* [Reading passage]:
══════

Perhaps we’re trying to give foreign visitors a picture of what America’s truly like?  Confusing and crowded and sweaty.  At least it’s still better than LaGuardia?

JFK is located in Queens, about 16 miles south of Manhattan.  There are 6 terminals with about 128 gates.  Terminal one serves a bevy of international carriers (Air France, Korean, Lufthansa, JAL, Turkish, Norwegian, WOWAir, Alitalia, Air China, China Eastern).  Terminal 2 is for Delta, Four is for Delta and Skyteam (including Aeromexico, China Airlines, China Southern, KLM; JetBlue, Emirates, Etihad, Singapore and Virgin amongst many others).  Terminal 5 is a club in NYC and it also serves JetBlue.  Terminal 7 has British Airways, Alaska, LOT, Icelandair and Qatar.  Terminal 8 is for American.

Remember: ✈️ = ny i love you but you’re bringing me down to ✈️✈️✈️✈️✈️ = welcome to new york (it’s been waiting for you)

Transportation to the airport:  ✈️✈️✈️✈️ (metro, bus, taxi, car, airporter, lots of options)

Ease of navigating through terminals: ✈️ (just the fact that you have to exit and re-enter security sucks)

Convenience of security lines: ✈️✈️ (it goes as fast as it can with the sheer volume of passenger traffic; customs lines can be brutal here)

══════

* [Provided material]:
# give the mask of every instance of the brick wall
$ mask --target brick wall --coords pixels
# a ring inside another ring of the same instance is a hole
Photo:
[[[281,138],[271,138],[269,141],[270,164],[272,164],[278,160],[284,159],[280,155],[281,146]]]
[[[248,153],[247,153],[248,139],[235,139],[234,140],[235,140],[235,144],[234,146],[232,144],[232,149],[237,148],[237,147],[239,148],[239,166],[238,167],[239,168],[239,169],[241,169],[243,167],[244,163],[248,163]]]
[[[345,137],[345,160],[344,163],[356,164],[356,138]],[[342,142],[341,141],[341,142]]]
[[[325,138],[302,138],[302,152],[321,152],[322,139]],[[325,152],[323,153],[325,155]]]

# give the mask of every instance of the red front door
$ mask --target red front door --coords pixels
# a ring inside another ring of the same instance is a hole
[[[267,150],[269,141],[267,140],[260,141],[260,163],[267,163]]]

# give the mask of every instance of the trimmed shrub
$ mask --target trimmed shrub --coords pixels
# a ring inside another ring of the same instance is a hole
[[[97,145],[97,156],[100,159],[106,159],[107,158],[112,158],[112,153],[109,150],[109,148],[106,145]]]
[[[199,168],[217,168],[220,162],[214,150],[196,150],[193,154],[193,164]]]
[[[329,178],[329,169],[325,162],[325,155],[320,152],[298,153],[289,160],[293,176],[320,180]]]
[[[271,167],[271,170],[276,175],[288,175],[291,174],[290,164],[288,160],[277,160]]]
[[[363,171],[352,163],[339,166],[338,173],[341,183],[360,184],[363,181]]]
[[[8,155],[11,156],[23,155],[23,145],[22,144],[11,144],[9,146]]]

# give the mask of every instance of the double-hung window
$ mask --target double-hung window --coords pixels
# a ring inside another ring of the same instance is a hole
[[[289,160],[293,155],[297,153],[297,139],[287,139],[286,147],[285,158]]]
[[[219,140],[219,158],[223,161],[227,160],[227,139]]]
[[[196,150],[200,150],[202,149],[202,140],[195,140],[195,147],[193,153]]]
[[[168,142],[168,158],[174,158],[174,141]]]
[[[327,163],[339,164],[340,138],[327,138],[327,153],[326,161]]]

══════

Can you summarize the JFK airport review above in two sentences?

JFK, located in Queens about 16 miles south of Manhattan, has 6 terminals with about 128 gates serving a wide range of carriers. It scores four out of five planes for transportation options to the airport but only one for moving between terminals, because travelers have to exit and re-enter security, and two for security lines, which move as fast as the heavy traffic allows while customs lines can be brutal.